▶ _What you should do_:
Reproduce the entries from the very beginning through the line containing "494L0 507L40 552L3", renaming "rough mask" to "coarse mask" and leaving everything else unchanged.

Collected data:
*** Begin section ***

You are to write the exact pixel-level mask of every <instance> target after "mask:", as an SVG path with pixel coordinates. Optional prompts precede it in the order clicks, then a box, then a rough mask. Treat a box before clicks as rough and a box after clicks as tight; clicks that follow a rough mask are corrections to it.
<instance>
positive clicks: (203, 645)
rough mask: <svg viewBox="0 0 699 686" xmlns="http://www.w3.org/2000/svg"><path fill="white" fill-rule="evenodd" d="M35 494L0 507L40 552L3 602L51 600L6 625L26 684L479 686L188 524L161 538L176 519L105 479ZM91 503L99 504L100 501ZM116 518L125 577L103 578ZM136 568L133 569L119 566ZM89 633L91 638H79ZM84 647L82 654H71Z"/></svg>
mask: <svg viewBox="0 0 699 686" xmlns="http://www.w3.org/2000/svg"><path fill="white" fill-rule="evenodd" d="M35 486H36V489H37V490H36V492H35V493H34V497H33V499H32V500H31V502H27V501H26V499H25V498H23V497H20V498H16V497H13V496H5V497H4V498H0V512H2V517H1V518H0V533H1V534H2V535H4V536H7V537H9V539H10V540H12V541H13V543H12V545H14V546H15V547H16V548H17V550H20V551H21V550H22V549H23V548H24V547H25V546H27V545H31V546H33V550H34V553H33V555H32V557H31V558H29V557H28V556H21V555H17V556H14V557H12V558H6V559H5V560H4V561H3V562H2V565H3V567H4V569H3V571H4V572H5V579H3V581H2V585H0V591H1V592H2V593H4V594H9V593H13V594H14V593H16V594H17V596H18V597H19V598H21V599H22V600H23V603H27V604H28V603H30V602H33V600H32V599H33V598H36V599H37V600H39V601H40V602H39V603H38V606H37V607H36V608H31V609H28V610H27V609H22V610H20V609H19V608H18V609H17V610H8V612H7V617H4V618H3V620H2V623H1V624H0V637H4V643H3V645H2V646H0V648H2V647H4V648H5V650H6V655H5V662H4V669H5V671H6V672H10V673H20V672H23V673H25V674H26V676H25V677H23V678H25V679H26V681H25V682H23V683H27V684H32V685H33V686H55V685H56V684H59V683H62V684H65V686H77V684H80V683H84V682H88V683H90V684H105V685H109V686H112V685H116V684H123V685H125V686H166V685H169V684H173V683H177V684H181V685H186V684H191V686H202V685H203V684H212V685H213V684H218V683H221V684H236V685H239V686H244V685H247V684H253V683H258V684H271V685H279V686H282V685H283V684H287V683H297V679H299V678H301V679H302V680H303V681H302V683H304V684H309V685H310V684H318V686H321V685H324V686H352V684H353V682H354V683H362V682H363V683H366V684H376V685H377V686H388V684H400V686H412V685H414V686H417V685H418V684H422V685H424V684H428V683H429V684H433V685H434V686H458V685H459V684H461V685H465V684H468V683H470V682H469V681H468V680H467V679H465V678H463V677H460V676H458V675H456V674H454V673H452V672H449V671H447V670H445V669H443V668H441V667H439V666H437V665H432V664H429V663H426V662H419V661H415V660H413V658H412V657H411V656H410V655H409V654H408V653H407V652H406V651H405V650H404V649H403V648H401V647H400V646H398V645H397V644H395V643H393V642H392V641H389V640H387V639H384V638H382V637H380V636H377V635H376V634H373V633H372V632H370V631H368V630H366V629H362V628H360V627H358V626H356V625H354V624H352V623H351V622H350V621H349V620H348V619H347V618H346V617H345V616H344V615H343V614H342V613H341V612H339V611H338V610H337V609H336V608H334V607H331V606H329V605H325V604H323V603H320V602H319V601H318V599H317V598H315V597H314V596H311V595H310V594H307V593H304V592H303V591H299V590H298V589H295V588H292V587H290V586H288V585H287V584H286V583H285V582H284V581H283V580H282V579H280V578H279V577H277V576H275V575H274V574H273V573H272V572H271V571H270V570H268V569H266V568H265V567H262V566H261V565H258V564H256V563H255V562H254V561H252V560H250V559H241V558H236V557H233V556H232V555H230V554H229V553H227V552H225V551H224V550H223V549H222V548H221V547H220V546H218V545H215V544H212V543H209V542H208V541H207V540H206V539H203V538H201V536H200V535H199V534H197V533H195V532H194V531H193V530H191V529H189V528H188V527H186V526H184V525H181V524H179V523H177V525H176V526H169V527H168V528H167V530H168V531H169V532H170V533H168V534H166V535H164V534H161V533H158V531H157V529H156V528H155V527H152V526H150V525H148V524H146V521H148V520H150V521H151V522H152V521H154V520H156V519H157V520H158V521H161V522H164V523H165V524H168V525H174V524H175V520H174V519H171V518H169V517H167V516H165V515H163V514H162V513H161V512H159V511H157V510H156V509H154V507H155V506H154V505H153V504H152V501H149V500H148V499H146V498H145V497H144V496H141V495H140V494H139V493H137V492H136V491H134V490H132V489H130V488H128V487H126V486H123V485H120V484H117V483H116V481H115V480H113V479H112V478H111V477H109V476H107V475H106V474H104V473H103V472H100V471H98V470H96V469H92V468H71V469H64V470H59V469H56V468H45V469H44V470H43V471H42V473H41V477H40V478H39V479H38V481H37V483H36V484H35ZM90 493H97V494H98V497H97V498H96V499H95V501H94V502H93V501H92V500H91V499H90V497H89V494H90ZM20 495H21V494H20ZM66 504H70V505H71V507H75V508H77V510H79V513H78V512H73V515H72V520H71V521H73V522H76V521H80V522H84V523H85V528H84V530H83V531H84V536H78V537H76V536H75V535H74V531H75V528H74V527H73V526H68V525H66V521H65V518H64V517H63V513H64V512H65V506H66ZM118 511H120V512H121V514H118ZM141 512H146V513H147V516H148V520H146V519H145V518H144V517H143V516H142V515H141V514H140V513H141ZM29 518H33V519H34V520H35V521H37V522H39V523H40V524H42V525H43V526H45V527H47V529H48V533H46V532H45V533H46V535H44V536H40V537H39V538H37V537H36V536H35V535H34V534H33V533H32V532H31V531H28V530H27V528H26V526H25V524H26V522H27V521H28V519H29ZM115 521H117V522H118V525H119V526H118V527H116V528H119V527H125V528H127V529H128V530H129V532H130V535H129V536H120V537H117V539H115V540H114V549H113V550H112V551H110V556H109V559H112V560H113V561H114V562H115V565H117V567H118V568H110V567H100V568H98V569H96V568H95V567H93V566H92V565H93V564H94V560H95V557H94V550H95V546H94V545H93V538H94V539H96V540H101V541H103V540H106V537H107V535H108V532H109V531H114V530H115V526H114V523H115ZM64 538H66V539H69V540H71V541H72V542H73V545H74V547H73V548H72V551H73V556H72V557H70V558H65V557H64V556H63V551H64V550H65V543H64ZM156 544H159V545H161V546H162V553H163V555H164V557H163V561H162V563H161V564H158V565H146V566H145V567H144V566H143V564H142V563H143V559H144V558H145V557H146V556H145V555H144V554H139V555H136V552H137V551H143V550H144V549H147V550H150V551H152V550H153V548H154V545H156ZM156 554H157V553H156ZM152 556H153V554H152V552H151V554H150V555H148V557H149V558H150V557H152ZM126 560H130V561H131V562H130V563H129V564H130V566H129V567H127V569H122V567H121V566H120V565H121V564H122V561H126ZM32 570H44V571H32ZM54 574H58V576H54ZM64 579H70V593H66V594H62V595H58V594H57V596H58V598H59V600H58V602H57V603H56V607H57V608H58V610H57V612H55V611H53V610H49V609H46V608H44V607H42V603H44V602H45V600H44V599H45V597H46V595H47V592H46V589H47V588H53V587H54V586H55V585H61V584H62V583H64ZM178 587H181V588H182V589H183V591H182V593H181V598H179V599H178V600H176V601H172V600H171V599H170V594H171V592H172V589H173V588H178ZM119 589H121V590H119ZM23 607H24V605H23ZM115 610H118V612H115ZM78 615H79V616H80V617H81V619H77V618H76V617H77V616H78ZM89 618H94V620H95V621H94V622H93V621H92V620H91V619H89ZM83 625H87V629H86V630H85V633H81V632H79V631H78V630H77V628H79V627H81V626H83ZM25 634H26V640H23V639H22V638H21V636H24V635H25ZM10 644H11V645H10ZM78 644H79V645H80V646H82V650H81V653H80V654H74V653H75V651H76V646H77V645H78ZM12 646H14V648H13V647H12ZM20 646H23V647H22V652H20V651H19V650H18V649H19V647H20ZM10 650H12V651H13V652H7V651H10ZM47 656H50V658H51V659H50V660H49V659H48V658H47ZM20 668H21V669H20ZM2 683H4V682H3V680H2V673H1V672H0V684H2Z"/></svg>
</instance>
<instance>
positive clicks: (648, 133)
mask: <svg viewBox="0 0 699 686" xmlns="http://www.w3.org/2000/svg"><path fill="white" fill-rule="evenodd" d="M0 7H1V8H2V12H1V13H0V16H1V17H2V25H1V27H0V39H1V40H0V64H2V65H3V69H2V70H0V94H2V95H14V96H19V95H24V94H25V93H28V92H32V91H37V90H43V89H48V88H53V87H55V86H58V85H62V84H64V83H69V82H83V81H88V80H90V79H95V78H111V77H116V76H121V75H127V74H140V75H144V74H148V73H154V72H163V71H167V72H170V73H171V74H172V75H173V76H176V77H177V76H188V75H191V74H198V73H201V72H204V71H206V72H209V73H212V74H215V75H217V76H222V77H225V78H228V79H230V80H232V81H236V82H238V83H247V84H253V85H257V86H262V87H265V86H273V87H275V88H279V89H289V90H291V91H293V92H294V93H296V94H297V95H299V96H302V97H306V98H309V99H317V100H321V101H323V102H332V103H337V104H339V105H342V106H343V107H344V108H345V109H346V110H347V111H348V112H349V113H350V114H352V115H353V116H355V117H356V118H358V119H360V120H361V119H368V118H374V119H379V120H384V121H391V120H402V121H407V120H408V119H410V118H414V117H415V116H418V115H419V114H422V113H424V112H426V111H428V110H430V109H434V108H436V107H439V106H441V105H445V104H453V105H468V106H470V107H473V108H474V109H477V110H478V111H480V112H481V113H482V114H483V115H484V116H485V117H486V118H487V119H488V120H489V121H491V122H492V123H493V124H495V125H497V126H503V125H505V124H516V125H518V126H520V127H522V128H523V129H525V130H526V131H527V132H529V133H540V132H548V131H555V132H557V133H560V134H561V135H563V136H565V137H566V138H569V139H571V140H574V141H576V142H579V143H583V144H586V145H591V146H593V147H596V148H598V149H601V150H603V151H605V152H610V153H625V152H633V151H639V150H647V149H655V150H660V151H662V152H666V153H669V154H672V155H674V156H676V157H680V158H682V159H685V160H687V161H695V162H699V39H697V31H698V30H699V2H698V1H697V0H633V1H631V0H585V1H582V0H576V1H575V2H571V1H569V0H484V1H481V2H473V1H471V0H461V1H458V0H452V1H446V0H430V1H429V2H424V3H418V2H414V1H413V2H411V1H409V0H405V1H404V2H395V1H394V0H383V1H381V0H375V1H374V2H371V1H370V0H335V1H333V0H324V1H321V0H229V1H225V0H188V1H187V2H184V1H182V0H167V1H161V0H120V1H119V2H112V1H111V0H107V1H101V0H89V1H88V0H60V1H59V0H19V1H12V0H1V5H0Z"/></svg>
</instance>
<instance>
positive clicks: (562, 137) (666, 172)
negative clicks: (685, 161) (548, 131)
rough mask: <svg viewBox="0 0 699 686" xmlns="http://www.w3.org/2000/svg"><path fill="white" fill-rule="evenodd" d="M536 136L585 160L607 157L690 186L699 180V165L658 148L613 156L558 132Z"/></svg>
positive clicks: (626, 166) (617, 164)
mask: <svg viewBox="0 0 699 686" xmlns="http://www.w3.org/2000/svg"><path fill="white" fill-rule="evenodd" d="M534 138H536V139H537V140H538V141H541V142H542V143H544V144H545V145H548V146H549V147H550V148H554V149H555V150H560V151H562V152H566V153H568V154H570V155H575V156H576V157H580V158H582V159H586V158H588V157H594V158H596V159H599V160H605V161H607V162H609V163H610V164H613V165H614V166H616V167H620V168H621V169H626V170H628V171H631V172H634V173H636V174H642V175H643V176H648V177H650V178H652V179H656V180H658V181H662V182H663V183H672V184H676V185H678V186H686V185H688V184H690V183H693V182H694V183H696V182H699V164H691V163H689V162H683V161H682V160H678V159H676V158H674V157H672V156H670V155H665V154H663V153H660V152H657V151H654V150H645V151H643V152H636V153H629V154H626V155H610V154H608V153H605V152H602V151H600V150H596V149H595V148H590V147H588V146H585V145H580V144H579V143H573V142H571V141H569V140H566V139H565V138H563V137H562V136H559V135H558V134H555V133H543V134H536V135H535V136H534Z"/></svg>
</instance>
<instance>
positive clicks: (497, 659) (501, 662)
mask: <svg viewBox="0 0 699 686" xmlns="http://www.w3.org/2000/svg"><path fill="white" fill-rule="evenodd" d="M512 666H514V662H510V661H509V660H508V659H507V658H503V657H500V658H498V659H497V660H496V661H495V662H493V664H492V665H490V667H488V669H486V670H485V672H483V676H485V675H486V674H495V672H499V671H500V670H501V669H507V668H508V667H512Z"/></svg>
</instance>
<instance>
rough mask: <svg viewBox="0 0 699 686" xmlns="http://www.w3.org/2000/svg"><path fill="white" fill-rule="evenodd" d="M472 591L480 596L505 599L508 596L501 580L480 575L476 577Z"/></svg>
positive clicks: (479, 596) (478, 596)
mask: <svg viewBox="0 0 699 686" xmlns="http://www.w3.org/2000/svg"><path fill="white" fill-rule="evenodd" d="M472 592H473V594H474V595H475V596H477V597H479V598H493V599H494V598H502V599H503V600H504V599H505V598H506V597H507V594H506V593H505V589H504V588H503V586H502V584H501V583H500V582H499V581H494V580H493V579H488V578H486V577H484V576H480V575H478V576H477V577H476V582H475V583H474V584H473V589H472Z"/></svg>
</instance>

*** End section ***

▶ _The completed task_:
You are to write the exact pixel-level mask of every <instance> target after "mask:", as an SVG path with pixel coordinates. Optional prompts precede it in the order clicks, then a box, then a coarse mask. Treat a box before clicks as rough and a box after clicks as tight; clicks that follow a coarse mask are corrections to it.
<instance>
positive clicks: (203, 645)
coarse mask: <svg viewBox="0 0 699 686" xmlns="http://www.w3.org/2000/svg"><path fill="white" fill-rule="evenodd" d="M35 494L0 507L40 552L3 602L51 600L6 625L26 684L479 686L188 524L161 538L176 519L105 479ZM91 503L99 504L100 501ZM116 518L125 577L103 578ZM136 568L133 569L119 566ZM89 633L91 638H79ZM84 647L82 654H71Z"/></svg>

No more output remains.